Texto de leitura:

Um dia, ainda com poucas semanas de gravidez, Juliana estava com dores de cabeça e foi ao centro de saúde. Lá, disseram-lhe que já devia ter feito os exames pré-natais. Como no hospital público não tinham vaga imediata, decidiu fazer a ecografia a pagar do seu próprio bolso e foi a um hospital privado, também na região Centro do país. “O médico fez-me o exame de toque, o exame em que coloca o dedo na minha vagina, e eu estranhei”, conta Juliana. “Pensava que este exame só era feito quando a grávida está para dar à luz. Mas, como era o médico, não questionei.” Não usou luvas.
O médico pediu-lhe então que subisse à balança para se pesar. Ao passar por ele, passou-lhe a mão pelo rabo e deixou-a ficar pousada por uns instantes. Juliana tinha apenas vestida a bata que lhe tinha sido fornecida pelo hospital. Acabou por ser Juliana a afastar-lhe a mão. “A gente pensa que pode ter 1001 reacções, do género ‘eu batia-lhe’, ‘eu fazia um escândalo’, mas fiquei paralisada.” Lembra-se bem do sorriso lascivo do médico. Assim que pôde, saiu do hospital. Nem sequer levantou o exame. “Se eu pensava ter um segundo filho, já não penso mais”, confessa. “Não consigo voltar àquele lugar, ao lugar de estar grávida.”
As situações de abuso são semelhantes às situações de pânico, explica Rui Ferreira Nunes. “A pessoa não sabe como reagir. É apanhada de surpresa e o cérebro deixa de pensar, deixa de usar as suas funções cognitivas no sentido da acção, porque emocionalmente fica bloqueada.” Catarina Barba afirma que a violência sexual é algo que nos retira toda a sensação de controlo.
Pouco apoio à vítima, pouca formação
O Centro de Atendimento do Porto da ONG UMAR - União de Mulheres Alternativa e Resposta só teve conhecimento de um caso de abuso sexual em contexto hospitalar no ano passado.
A presidente e a psicóloga da UMAR, Ilda Afonso e Marisa Fernandes, alertam para uma realidade preocupante: as mulheres vítimas de violência sexual que contactam o centro de atendimento são um número muito baixo em comparação com as vítimas de violência doméstica. Marisa Fernandes arrisca uma explicação: “O que temos percebido é que, pelo facto de a violência sexual ainda ser uma violência muito invisível, as mulheres não procuram a ajuda do centro. Há muito estigma”.
Marisa Fernandes é também uma das autoras do relatório da UMAR intitulado Os Desafios na Intervenção com Vítimas de Violência Sexual: Um estudo com profissionais da área da saúde e da educação no distrito do Porto. Datado de Março, este relatório — ainda não disponível online — apresenta os resultados de um inquérito feito a profissionais da saúde daquele distrito, em que 29,7% referem ter maiores problemas com a articulação externa do protocolo de actuação definido para situações de agressão sexual e 26,1% assinalam dificuldade na própria identificação das situações. À pergunta se têm formação específica para intervir neste tipo de situações, 93,8% respondem que não.

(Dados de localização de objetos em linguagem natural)
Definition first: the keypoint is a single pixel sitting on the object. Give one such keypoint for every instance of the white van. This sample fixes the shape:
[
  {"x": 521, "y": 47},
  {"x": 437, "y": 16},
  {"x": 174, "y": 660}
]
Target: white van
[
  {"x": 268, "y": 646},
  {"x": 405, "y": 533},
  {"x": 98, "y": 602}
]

Pedido de tarefa 1: Edite o trecho do texto de leitura entre "As situações de" e "sensação de controlo.", inclusive, substituindo "pânico" por "medo".
Pedido de tarefa 2: Segundo o texto de leitura, que percentagem dos profissionais de saúde inquiridos afirmou não ter formação específica para intervir em situações de agressão sexual? Responda, por favor, numa frase.

Resultado 1:
As situações de abuso são semelhantes às situações de medo, explica Rui Ferreira Nunes. “A pessoa não sabe como reagir. É apanhada de surpresa e o cérebro deixa de pensar, deixa de usar as suas funções cognitivas no sentido da acção, porque emocionalmente fica bloqueada.” Catarina Barba afirma que a violência sexual é algo que nos retira toda a sensação de controlo.

Resultado 2: 93,8% dos profissionais inquiridos responderam que não têm essa formação.